Copy out the material below, replacing each "Target" with "Object" and leaving every other word as it is.

- Extracted records -

%%

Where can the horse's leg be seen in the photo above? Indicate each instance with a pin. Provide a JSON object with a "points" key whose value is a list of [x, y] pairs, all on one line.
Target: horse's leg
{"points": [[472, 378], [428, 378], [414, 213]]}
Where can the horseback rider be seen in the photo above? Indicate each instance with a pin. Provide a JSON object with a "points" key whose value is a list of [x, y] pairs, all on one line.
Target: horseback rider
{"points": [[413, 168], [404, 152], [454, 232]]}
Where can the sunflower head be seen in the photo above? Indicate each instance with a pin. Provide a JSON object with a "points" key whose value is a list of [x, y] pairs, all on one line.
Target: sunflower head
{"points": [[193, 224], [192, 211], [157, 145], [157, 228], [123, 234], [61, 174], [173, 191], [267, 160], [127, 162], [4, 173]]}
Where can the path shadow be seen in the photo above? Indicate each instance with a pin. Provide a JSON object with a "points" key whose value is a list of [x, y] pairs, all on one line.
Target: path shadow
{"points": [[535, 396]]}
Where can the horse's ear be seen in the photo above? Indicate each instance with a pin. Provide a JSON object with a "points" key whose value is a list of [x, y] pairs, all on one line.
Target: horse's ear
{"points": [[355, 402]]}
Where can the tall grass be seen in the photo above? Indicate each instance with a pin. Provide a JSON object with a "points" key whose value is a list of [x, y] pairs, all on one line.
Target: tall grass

%%

- Problem solution -
Where can the horse's leg be seen in the photo above? Indicate each instance with a pin. Provide a JSON object with a "points" key whose value is a list of [x, y] pairs, all on one line.
Object: horse's leg
{"points": [[472, 378], [428, 378], [414, 213]]}
Where can the horseback rider be seen in the photo above? Indicate each instance with a pin. Provide a JSON object with a "points" key whose value is a list of [x, y] pairs, all on one line.
Object: horseback rider
{"points": [[413, 168], [404, 152], [454, 232]]}
Where can the sunflower head be seen in the photo above? Indicate each instance with a pin. Provide a JSON object with a "points" key whose value is a list of [x, y] pairs, all on one line.
Object: sunflower head
{"points": [[193, 224], [192, 211], [157, 145], [157, 228], [123, 234], [61, 174], [173, 191], [267, 160], [127, 162], [4, 173]]}
Where can the path shadow be seen in the photo above? Indicate each instance with a pin. Provide a JSON object with a "points" key whose value is a list of [x, y] pairs, all on one line.
Object: path shadow
{"points": [[535, 396]]}
Where can the horse's ear be seen in the photo above? Indicate each instance with a pin. Provide a JSON object with a "points" key whose value is a list of [x, y] pairs, all on one line.
Object: horse's ear
{"points": [[355, 402]]}
Where can the tall grass be seen in the photo above? Indicate each instance with a pin. Provide a JSON object with a "points" key whose value is a list of [x, y] pairs, all on one line.
Object: tall grass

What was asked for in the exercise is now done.